→ **WHAT THE TASK ASKS**
Rescale the entries below, starting at the line that contains "Readme: the locator spots each instance of the dry" and ending at the last entry, and reproduce every line of that span. Multiply each point coordinate in the answers by 1.2, rounding to whole numbers with halves rounded up, and leave all other text unchanged.

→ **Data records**
-- START --

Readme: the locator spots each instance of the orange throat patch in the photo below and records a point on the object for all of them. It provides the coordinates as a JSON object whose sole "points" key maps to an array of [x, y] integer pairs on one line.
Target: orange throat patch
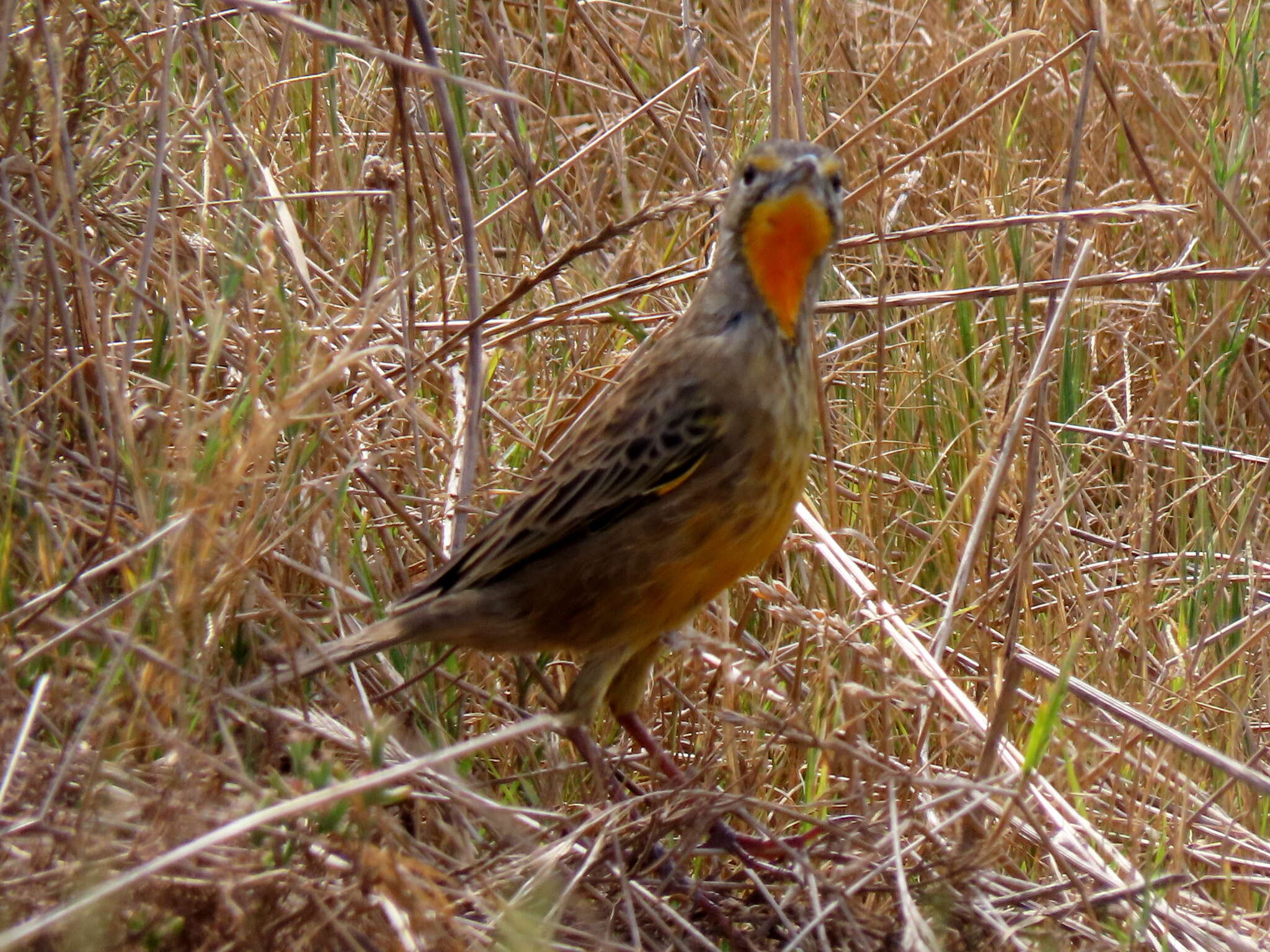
{"points": [[781, 240]]}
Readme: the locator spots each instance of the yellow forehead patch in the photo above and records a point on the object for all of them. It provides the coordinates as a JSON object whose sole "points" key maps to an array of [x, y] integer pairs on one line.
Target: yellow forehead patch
{"points": [[783, 239]]}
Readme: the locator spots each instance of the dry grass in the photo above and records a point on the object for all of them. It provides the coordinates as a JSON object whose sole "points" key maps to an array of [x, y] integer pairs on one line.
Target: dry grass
{"points": [[235, 381]]}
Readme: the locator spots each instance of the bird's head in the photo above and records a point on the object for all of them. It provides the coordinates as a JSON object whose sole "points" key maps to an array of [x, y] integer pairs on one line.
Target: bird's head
{"points": [[783, 213]]}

-- END --

→ **CORRECT RESULT**
Readme: the locator spots each instance of the dry grass in the photo above and records a point on the object for all of them. It provides the coordinates as a JSON object whose sole "points" key maps to an array of [x, y] integer pairs on one line.
Target: dry grass
{"points": [[282, 457]]}
Readme: the locator spots each instance of the bird's head in the photo above and records a point on the object for all of them. It provides the coordinates as a JSON object whose sole "points" key maps to an array of [x, y] integer pairs on one line.
Target: bird's head
{"points": [[940, 256]]}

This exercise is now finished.